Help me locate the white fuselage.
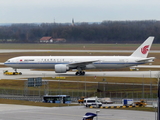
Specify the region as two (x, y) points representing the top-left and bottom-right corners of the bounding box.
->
(4, 56), (145, 69)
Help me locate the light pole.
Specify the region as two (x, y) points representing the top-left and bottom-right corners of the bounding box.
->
(96, 110), (100, 120)
(103, 78), (106, 98)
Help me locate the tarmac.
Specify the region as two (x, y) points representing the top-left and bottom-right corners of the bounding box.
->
(0, 104), (156, 120)
(0, 68), (160, 120)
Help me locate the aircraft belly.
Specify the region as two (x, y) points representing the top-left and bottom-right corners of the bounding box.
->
(8, 64), (54, 69)
(95, 63), (134, 69)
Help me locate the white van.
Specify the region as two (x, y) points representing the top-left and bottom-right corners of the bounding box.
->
(83, 97), (102, 107)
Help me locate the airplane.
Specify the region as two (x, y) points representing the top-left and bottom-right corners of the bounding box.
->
(4, 36), (155, 75)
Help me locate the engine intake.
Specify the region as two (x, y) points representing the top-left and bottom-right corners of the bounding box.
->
(55, 64), (69, 73)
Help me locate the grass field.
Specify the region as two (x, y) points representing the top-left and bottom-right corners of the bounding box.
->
(0, 44), (160, 111)
(0, 43), (160, 50)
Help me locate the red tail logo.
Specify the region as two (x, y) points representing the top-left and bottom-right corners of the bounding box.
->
(141, 45), (149, 54)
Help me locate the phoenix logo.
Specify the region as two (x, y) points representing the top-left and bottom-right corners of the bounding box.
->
(141, 45), (149, 54)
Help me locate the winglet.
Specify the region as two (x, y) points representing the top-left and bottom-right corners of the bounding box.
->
(131, 36), (154, 58)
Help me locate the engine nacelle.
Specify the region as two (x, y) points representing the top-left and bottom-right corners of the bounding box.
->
(55, 64), (69, 73)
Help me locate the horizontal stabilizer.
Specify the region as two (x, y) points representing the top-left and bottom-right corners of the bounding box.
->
(131, 37), (154, 58)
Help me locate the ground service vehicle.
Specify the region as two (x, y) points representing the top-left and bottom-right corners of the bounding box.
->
(42, 95), (71, 104)
(3, 70), (22, 75)
(78, 97), (84, 103)
(134, 99), (147, 107)
(83, 97), (102, 108)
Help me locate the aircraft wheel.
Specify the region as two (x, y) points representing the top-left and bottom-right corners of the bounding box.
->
(75, 72), (79, 75)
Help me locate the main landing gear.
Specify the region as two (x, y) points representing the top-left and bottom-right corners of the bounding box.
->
(75, 71), (85, 75)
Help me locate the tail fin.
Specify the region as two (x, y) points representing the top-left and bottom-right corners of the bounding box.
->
(131, 36), (154, 58)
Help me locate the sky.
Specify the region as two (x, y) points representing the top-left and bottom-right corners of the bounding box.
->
(0, 0), (160, 23)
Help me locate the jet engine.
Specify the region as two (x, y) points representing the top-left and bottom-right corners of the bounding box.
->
(55, 64), (69, 73)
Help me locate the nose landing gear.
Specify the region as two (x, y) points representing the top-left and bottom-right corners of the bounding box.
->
(75, 71), (85, 75)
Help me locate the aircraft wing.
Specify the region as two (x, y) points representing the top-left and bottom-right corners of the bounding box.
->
(68, 60), (99, 67)
(136, 57), (155, 62)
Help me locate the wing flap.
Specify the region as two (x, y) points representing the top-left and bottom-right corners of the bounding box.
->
(136, 57), (155, 62)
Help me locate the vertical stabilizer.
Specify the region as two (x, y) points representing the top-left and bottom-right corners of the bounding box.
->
(131, 36), (154, 58)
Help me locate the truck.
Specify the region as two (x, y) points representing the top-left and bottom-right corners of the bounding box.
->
(3, 70), (22, 75)
(83, 97), (102, 108)
(100, 98), (114, 104)
(78, 96), (85, 103)
(134, 99), (147, 107)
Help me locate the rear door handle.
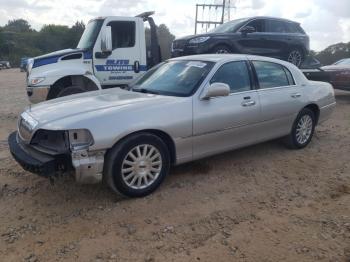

■ Task brief:
Update all the records above by replacing "Help me locate" with "Show me where to find" and leaving everything else unchanged. Omit the pictures from your answer.

■ Reply:
Show me where to find the white fuselage.
Specify the region as two (x, y) points representing the top-left and bottom-right corners of the bounding box.
->
(4, 56), (145, 69)
Show me where to find the light pole.
Specify the region as two (x, y) points representing the top-left and bottom-right corners of the bounding box.
->
(96, 110), (100, 120)
(103, 78), (106, 98)
Show me where to find the tarmac.
Specify the region as two (x, y) points representing the top-left and bottom-right corners of the bounding box.
->
(0, 104), (156, 120)
(0, 68), (160, 120)
Show me where to find the aircraft belly.
Specify the region as two (x, y) points representing the top-left and bottom-right corners of the bounding box.
->
(8, 64), (54, 69)
(95, 63), (134, 69)
Show me where to find the white van.
Specify the region as two (x, y) points representing the top-left and bottom-right corners of the bounding box.
->
(83, 97), (102, 107)
Show me where to find the airplane.
Specify the region as two (x, y) points representing the top-left and bottom-right corners of the bounding box.
->
(4, 36), (155, 75)
Show me where to find the engine intake.
Specify the region as two (x, y) points representing the top-left and bottom-right corners of the bounding box.
->
(55, 64), (69, 73)
Show me where to find the grass field.
Specify the region as two (x, y) points representing the top-left and bottom-right corners of the bounding box.
->
(0, 44), (160, 111)
(0, 43), (160, 50)
Show me where to find the red tail logo.
Specify the region as two (x, y) points representing the top-left and bottom-right corners of the bounding box.
->
(141, 45), (149, 54)
Show me where to find the phoenix logo.
Specify the region as two (x, y) points representing the top-left and bottom-right corners of the bounding box.
->
(141, 45), (149, 54)
Show me where to find the winglet.
Specify the region as two (x, y) points representing the top-left and bottom-right corners of the bounding box.
->
(131, 36), (154, 58)
Show me where to find the engine nacelle.
Specify the region as two (x, y) points representing the top-left and bottom-right corners of the bounding box.
->
(55, 64), (69, 73)
Show me where to find the horizontal stabilizer.
Specify the region as two (x, y) points representing the top-left and bottom-right corners of the bounding box.
->
(131, 37), (154, 58)
Show me where to find the ground service vehicle.
Specify the region as two (x, y) points representing the top-left and bottom-right corners of the bounding box.
->
(42, 95), (71, 104)
(3, 70), (22, 75)
(78, 97), (84, 103)
(134, 99), (147, 107)
(83, 97), (102, 108)
Show me where to find the aircraft wheel.
Specify the region as two (x, y) points representing the top-left and bottom-right corners of the bounding box.
->
(75, 72), (79, 75)
Show me where to find the main landing gear.
Specify the region as two (x, y) points representing the top-left and bottom-right corners of the bounding box.
->
(75, 71), (85, 75)
Show me where to find the tail fin.
Specify the region as two (x, y) points representing the top-left and bottom-right corners of the bounding box.
->
(131, 36), (154, 58)
Show me where to find the sky.
Specify the region as two (x, y) points representing the top-left and bottom-right corners of the bounding box.
->
(0, 0), (160, 23)
Show me where to find the jet engine.
Specify the region as two (x, y) points representing the top-left and bottom-right corners of the bounding box.
->
(55, 64), (69, 73)
Show me where to find the nose landing gear.
Specify the region as two (x, y) points representing the top-left and bottom-right corners of the bounding box.
->
(75, 71), (85, 75)
Show me where to find the aircraft wing.
Specify the region as two (x, y) points representing the top-left and bottom-right corners of the bounding box.
->
(68, 60), (99, 67)
(136, 57), (155, 62)
Show me where to find the wing flap.
Specify the region as two (x, y) points representing the top-left and bottom-right corners of the bounding box.
->
(136, 57), (155, 62)
Show me where to find the vertical stabilizer.
Specify the region as two (x, y) points representing the top-left and bottom-right corners of the bounding box.
->
(131, 36), (154, 58)
Show me where to find the truck.
Specify the region as two (x, y) points representing the top-left and bottom-right corners of the bounding box.
->
(3, 70), (22, 75)
(83, 97), (102, 108)
(100, 98), (114, 104)
(78, 96), (85, 103)
(134, 99), (147, 107)
Show me where to find the rear door handle.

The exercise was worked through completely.